Stated exercise -> Copy every line of the listing below word for word, keeping each character, space, and line break the same.

Data provided ->
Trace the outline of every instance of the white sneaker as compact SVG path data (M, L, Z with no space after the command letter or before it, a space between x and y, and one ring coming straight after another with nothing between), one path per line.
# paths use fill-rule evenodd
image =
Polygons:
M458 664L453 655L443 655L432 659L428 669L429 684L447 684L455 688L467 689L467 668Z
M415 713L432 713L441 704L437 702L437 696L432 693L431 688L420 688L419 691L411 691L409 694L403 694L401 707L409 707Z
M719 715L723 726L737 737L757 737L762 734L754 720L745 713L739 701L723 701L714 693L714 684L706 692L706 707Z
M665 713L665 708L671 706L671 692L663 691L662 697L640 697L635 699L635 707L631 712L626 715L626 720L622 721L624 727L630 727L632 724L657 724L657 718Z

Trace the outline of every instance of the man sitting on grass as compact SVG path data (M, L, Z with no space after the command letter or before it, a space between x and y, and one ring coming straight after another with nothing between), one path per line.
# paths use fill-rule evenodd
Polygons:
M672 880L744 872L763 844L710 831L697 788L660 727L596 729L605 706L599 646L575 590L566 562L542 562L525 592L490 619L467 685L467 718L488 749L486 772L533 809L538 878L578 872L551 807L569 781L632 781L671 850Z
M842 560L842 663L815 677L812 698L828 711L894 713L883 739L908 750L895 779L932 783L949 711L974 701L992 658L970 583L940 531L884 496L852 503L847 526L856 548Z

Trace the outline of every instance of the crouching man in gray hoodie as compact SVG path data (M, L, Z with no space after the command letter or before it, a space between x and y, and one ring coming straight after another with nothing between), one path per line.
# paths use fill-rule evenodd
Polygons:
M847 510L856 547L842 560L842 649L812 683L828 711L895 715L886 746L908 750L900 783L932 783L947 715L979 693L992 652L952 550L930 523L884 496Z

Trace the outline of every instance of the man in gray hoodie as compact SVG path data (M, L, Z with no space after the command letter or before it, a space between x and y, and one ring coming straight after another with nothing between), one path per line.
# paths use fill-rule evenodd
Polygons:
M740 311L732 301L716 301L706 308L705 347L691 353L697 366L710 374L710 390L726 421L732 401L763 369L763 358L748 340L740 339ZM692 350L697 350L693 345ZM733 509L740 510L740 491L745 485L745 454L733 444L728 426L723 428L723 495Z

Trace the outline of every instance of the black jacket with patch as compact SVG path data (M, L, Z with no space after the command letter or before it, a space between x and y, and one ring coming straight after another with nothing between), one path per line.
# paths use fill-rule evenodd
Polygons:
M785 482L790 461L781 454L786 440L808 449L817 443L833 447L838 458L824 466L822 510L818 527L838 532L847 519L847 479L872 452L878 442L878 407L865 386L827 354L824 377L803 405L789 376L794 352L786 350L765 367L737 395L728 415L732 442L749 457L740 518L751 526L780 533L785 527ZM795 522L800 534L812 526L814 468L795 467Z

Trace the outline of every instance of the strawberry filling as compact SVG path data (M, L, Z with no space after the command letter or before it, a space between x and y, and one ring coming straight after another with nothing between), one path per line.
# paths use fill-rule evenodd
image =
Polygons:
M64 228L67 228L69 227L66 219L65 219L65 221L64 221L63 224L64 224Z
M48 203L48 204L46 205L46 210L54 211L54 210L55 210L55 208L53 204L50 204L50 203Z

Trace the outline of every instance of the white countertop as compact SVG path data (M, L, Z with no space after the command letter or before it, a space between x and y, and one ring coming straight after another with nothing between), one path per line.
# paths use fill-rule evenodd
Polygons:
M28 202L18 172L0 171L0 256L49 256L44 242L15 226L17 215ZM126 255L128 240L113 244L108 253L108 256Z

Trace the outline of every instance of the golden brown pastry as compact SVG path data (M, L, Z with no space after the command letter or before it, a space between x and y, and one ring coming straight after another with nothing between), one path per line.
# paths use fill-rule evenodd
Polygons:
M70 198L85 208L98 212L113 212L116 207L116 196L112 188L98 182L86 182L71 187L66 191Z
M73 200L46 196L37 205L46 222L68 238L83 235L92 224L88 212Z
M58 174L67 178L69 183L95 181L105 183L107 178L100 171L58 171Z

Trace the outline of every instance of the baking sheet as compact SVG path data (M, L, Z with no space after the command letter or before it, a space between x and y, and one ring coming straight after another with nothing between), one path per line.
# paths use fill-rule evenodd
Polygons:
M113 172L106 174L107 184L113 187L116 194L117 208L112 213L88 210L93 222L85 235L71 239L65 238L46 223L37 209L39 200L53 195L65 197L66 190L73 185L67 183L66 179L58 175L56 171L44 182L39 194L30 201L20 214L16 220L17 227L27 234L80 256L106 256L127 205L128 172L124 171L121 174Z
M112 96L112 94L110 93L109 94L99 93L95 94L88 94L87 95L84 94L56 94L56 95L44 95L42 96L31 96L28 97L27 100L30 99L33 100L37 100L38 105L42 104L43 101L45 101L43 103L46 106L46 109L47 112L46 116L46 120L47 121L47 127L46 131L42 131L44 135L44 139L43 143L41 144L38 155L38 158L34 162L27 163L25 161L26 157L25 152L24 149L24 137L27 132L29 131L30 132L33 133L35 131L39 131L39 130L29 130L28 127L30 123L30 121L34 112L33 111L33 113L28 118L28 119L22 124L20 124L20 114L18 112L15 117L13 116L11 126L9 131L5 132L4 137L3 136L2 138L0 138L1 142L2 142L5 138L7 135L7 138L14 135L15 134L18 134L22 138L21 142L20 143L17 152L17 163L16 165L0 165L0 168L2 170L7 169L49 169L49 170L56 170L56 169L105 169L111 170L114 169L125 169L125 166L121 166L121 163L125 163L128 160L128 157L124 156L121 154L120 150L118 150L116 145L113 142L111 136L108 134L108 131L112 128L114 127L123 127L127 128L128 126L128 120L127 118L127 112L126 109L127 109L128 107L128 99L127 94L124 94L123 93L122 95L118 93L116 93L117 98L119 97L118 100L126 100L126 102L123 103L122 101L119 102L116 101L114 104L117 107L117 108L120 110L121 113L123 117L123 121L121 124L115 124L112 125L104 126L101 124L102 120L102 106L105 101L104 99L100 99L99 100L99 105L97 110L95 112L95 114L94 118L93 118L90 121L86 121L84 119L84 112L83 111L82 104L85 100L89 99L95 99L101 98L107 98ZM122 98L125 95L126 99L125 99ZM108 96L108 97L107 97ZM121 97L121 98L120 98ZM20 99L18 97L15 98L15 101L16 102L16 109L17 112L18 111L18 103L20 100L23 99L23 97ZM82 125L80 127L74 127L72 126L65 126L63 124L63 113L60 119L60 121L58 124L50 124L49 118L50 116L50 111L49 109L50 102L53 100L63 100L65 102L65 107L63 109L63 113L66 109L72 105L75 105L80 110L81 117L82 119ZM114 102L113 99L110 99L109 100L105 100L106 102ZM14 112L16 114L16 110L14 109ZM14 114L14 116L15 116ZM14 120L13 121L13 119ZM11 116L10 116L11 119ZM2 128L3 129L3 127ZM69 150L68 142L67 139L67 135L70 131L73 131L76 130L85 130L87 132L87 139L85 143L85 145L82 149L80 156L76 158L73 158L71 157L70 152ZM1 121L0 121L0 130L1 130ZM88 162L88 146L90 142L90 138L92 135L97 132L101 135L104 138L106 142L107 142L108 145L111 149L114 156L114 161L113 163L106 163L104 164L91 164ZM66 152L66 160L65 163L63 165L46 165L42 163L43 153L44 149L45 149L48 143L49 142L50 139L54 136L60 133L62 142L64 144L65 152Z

Result ->
Trace the outline of every instance of the white sneaker as compact SVG path data (M, L, Z with no space after the command letter or before it, a space between x and y, and one ring coming straight after another with nothing between), one path per line.
# paths use fill-rule evenodd
image =
Polygons:
M458 664L453 655L443 655L432 659L428 669L429 684L447 684L455 688L467 689L467 668Z
M415 713L432 713L441 704L437 702L437 696L432 693L431 688L420 688L419 691L411 691L409 694L403 694L401 707L409 707Z
M719 715L723 726L737 737L757 737L762 734L754 720L745 713L739 701L723 701L714 693L714 684L706 692L706 707Z
M665 713L665 708L671 706L671 692L663 691L662 697L640 697L635 699L635 707L631 712L626 715L626 720L622 721L624 727L630 727L632 724L657 724L657 718Z

Trace the outline of every instance of the man sitting on grass as compact SVG path data (M, L, Z with no space after the command letter or before it, a space between x and y, and one ring coming straight after another with nothing between), one path per line.
# paths use fill-rule evenodd
Polygons:
M672 880L744 872L763 844L710 831L697 788L660 727L596 729L605 706L599 646L575 590L566 562L542 562L525 592L490 619L467 685L467 718L488 749L486 772L533 809L538 878L578 872L551 807L569 781L632 781L671 850Z
M842 560L842 663L815 677L812 698L828 711L894 713L883 739L908 750L895 779L932 783L949 711L974 701L992 658L970 583L940 531L884 496L852 503L847 526L856 548Z

Trace the outline of every instance of the crouching man in gray hoodie as compact SVG path data (M, L, Z with no space after the command letter or before it, a space between x and y, and one ring coming straight after another with nothing between), one path per line.
# paths use fill-rule evenodd
Polygons:
M847 510L856 547L842 560L842 649L812 683L828 711L895 715L886 746L908 750L900 783L932 783L947 715L979 693L992 652L952 550L930 523L884 496Z

Trace the outline of every instance of the man in gray hoodie as compact SVG path data (M, L, Z with no space after the command letter or before it, a space between x and y, and one ring coming straight after another with nothing between), one path per line.
# paths use fill-rule evenodd
Polygons:
M740 311L732 301L716 301L706 308L705 347L691 353L697 366L710 374L710 390L726 421L732 401L763 369L763 358L748 340L740 339ZM692 350L697 350L693 345ZM733 509L740 510L740 491L745 485L745 454L733 444L728 426L723 428L723 495Z

Trace the outline of every instance of the black jacket with patch as compact SVG path data (M, L, Z with no space after the command letter or before it, a space between x and y, and one ring coming straight after another with nothing between), one path per line.
# paths use fill-rule evenodd
Polygons:
M785 482L790 461L781 454L786 440L808 449L817 443L833 447L838 458L824 466L822 510L818 527L838 532L847 519L847 479L872 452L878 442L878 407L865 386L827 354L824 377L803 405L789 376L794 352L786 350L765 367L737 395L728 415L732 442L749 457L740 518L751 526L780 533L785 527ZM795 522L800 534L812 526L814 468L795 467Z

Trace the outline of every instance of the strawberry filling as compact SVG path data (M, L, Z with no space after the command letter or before it, a space between x and y, and one ring coming straight after another with nothing between), one path per line.
# paths use fill-rule evenodd
image =
Polygons:
M64 228L67 228L69 227L66 219L65 219L65 221L64 221L63 224L64 224Z
M48 203L48 204L46 205L46 210L54 211L54 210L55 210L55 208L53 204L50 204L50 203Z

Trace the outline of every instance of the white countertop as compact SVG path data (M, L, Z with no space after the command letter or before it, a space between x and y, and one ring coming straight after another with nothing between), one path per line.
# paths use fill-rule evenodd
Polygons:
M28 202L18 172L0 171L0 256L49 256L44 242L15 226L17 215ZM126 255L128 240L113 244L108 253L108 256Z

Trace the outline of every instance of the golden brown pastry as compact SVG path data (M, L, Z with no space after the command letter or before it, a space between x and y, and one ring coming straight after another with nothing between), one path per line.
# paths use fill-rule evenodd
Polygons:
M70 198L85 208L98 212L113 212L116 207L116 196L112 188L98 182L86 182L71 187L66 191Z
M73 200L46 196L37 205L46 222L68 238L83 235L92 224L88 212Z
M58 174L67 178L69 183L95 181L105 183L107 178L100 171L58 171Z

Trace the outline of every instance of the baking sheet as compact SVG path data (M, L, Z with no space after the command letter or before it, a space between x and y, and one ring coming straight after another with nothing between), one path per line.
# paths use fill-rule evenodd
Polygons:
M113 172L106 174L107 184L113 187L116 194L117 208L112 213L88 210L93 222L85 235L71 239L65 238L46 223L37 209L39 200L53 195L65 197L66 190L73 185L67 183L66 179L58 175L56 171L44 182L39 194L30 201L20 214L16 220L17 227L27 234L80 256L106 256L127 205L128 172L124 171L121 174Z
M112 96L112 94L110 93L109 94L99 93L95 94L88 94L87 95L84 94L56 94L56 95L44 95L42 96L31 96L28 97L27 100L30 99L33 100L37 100L38 105L42 104L43 101L45 101L43 103L46 106L46 109L47 112L46 116L46 120L47 121L47 127L46 131L42 131L44 135L44 139L43 143L41 144L38 155L38 158L34 162L27 163L25 161L26 157L25 152L24 149L24 137L27 132L29 131L30 132L33 133L35 131L39 131L39 130L29 130L28 127L30 123L30 121L34 112L33 111L33 113L28 118L28 119L22 124L20 124L20 114L18 112L15 117L13 116L11 126L9 131L5 132L4 137L3 136L2 138L0 138L1 142L2 142L5 138L7 135L7 138L14 135L15 134L18 134L22 138L21 142L20 143L17 152L17 163L16 165L0 165L0 168L2 170L7 169L49 169L49 170L56 170L56 169L105 169L111 170L114 169L125 169L125 166L121 166L121 163L125 163L128 160L128 157L124 156L121 154L120 150L118 150L116 145L113 142L111 136L108 134L108 131L112 128L114 127L123 127L127 128L128 126L128 120L127 118L127 112L126 109L127 109L128 107L128 99L127 94L124 94L123 93L122 95L118 93L116 93L117 98L119 97L118 100L126 100L126 102L123 103L122 101L119 102L116 101L114 104L117 107L117 108L120 110L121 113L123 117L123 121L121 124L115 124L112 125L104 126L101 124L102 120L102 106L105 101L104 99L100 99L99 100L99 105L97 110L95 112L95 114L94 118L93 118L90 121L86 121L84 119L84 112L83 111L82 104L85 100L89 99L95 99L101 98L107 98ZM122 98L125 95L126 99L125 99ZM108 96L108 97L107 97ZM121 97L121 98L120 98ZM20 99L18 97L15 98L15 101L16 102L16 109L17 112L18 111L18 103L20 100L23 99L23 97ZM82 125L80 127L74 127L72 126L65 126L63 124L63 113L60 119L60 121L58 124L50 124L49 118L50 116L50 111L49 109L50 102L53 100L63 100L65 102L65 107L63 109L63 113L66 109L72 105L75 105L80 110L81 117L82 119ZM114 102L113 99L110 99L109 100L105 100L106 102ZM14 112L16 114L16 110L14 109ZM14 114L14 116L15 116ZM14 120L13 121L13 119ZM11 116L10 116L11 119ZM2 128L3 129L3 127ZM69 150L68 142L67 139L67 135L70 131L73 131L76 130L85 130L87 132L87 139L85 143L85 145L82 149L80 156L76 158L73 158L71 157L70 152ZM1 121L0 121L0 130L1 130ZM88 162L88 146L90 142L90 138L92 135L97 132L101 135L104 138L106 142L107 142L108 145L111 149L114 156L114 161L113 163L106 163L104 164L91 164ZM66 152L66 160L65 163L63 165L46 165L42 163L43 153L44 149L45 149L48 143L49 142L50 139L54 136L60 133L62 142L64 144L65 152Z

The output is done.